§ Tasks to perform:
1. In the patch that adds the Grafana and Loki skill files, how many lines are inserted in total?
2. In the patch that adds the Grafana and Loki skill files, turn the block beginning ".../grafana-stale-datasource-cleanup/SKILL.md | 105" into a short list of its main facts.
3. Extend the patch that adds the Grafana and Loki skill files, picking up right after its last line.

§ Selected text:
______
From ca43b97fa08667082dc2f87d55aa4f669c017ef8 Mon Sep 17 00:00:00 2001
From: Viktor Barzin <viktorbarzin@meta.com>
Date: Fri, 13 Feb 2026 23:47:45 +0000
Subject: [PATCH] [ci skip] Add skills: loki-helm-deployment-pitfalls,
 grafana-stale-datasource-cleanup

---
 .../grafana-stale-datasource-cleanup/SKILL.md | 105 +++++++++++++
 .../loki-helm-deployment-pitfalls/SKILL.md    | 143 ++++++++++++++++++
 2 files changed, 248 insertions(+)
 create mode 100644 .claude/skills/grafana-stale-datasource-cleanup/SKILL.md
 create mode 100644 .claude/skills/loki-helm-deployment-pitfalls/SKILL.md
diff --git a/.claude/skills/grafana-stale-datasource-cleanup/SKILL.md b/.claude/skills/grafana-stale-datasource-cleanup/SKILL.md
new file mode 100644
index 00000000..040d5de6
--- /dev/null
+++ b/.claude/skills/grafana-stale-datasource-cleanup/SKILL.md
@@ -0,0 +1,105 @@
+---
+name: grafana-stale-datasource-cleanup
+description: |
+  Fix Grafana datasource errors when a Helm chart creates a datasource that conflicts
+  with provisioned ones, or when stale datasources persist in the MySQL database.
______
§ Information shown:

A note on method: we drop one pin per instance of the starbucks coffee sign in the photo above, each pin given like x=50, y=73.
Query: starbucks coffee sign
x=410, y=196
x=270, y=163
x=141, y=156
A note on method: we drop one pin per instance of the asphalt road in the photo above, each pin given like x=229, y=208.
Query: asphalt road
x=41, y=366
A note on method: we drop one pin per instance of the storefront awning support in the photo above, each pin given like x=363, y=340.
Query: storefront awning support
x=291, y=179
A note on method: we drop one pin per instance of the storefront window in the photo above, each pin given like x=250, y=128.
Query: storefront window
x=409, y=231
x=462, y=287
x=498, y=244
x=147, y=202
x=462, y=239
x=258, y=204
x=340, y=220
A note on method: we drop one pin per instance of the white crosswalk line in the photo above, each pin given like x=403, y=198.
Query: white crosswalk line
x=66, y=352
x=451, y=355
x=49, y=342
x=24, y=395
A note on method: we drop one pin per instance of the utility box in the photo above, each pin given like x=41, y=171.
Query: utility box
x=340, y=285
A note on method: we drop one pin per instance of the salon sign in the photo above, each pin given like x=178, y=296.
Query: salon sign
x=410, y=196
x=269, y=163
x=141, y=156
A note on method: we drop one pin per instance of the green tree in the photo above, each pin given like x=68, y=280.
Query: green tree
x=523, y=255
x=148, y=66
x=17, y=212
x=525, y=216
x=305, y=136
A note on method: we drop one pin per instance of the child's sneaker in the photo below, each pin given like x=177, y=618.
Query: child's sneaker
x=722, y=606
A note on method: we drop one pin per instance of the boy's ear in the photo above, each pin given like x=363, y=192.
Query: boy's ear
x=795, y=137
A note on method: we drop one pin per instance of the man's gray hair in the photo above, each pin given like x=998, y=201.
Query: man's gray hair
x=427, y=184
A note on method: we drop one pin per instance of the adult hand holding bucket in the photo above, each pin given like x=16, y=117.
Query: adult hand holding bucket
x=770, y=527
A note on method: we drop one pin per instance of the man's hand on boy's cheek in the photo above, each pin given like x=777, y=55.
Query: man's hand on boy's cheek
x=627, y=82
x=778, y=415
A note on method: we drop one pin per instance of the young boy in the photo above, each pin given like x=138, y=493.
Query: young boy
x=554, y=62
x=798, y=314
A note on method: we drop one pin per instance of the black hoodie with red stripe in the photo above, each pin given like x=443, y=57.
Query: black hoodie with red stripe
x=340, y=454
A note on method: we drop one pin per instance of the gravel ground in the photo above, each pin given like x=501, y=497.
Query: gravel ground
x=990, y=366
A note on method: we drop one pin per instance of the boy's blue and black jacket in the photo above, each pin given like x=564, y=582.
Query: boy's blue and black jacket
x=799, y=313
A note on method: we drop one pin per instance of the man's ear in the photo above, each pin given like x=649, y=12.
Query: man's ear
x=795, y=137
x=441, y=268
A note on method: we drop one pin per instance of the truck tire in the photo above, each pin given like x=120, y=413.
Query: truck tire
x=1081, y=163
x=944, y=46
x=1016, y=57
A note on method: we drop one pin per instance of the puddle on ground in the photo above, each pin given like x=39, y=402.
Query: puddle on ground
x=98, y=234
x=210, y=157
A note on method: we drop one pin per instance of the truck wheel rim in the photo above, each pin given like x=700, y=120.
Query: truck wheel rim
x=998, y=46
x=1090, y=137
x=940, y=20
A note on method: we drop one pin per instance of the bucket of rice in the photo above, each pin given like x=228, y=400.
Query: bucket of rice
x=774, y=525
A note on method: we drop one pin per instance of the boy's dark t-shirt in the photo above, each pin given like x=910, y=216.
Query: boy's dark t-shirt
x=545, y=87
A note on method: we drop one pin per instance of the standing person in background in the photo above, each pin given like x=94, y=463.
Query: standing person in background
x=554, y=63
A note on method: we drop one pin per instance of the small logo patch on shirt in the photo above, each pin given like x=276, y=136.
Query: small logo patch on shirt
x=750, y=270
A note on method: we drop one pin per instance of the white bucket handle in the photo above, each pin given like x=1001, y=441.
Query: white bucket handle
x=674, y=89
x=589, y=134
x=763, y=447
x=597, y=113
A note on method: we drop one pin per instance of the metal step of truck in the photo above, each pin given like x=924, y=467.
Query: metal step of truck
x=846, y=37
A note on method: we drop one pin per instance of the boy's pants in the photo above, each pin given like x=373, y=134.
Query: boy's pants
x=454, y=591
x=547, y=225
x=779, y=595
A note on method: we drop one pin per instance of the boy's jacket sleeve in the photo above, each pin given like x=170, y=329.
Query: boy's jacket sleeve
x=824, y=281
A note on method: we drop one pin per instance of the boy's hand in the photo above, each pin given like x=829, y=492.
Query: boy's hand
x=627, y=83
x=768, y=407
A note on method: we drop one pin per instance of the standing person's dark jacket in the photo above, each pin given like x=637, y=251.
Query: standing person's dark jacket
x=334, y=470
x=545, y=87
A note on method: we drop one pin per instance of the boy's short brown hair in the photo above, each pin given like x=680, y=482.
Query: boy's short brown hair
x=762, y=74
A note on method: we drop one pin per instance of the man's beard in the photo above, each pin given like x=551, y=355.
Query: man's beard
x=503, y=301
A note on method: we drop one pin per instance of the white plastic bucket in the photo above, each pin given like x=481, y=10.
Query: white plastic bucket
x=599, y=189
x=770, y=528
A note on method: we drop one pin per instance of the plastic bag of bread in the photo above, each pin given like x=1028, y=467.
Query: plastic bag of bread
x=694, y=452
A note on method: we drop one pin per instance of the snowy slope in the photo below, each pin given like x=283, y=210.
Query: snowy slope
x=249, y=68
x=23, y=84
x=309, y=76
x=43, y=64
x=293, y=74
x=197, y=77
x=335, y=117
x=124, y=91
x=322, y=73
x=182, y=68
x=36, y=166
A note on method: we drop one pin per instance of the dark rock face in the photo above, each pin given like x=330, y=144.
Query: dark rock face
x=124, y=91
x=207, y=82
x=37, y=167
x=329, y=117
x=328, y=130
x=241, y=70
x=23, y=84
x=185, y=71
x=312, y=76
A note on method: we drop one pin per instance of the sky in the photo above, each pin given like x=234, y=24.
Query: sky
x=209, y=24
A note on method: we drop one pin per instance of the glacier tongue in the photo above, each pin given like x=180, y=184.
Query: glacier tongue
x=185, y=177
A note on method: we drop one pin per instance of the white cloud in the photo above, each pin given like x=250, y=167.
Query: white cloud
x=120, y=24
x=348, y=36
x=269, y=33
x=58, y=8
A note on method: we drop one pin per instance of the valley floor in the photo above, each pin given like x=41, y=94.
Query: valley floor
______
§ Results for each task:
1. 248 lines are inserted.

2.
- Two new files are created, both with mode 100644.
- .claude/skills/grafana-stale-datasource-cleanup/SKILL.md gets 105 lines.
- .claude/skills/loki-helm-deployment-pitfalls/SKILL.md gets 143 lines.
- The total is 248 insertions.

3.
+  Use when: (1) Grafana shows "dial tcp: lookup <service> no such host" for a datasource,
+  (2) Grafana API returns "datasources:delete permissions needed" when trying to remove
+  a datasource, (3) provisioned datasource exists but Grafana uses a stale one from
+  the database, (4) Helm chart auto-creates a datasource pointing to a disabled gateway
+  service (e.g., loki-gateway). Requires direct MySQL access to fix when Grafana RBAC
+  blocks API operations.
+author: Claude Code
+version: 1.0.0
+date: 2026-02-13
+---
+
+# Grafana Stale Datasource Cleanup
+
+## Problem
+Grafana uses a stale or incorrect datasource from its MySQL database instead of
+the correctly provisioned one. Common when Helm charts auto-create datasources
+that point to services you've disabled (e.g., Loki gateway).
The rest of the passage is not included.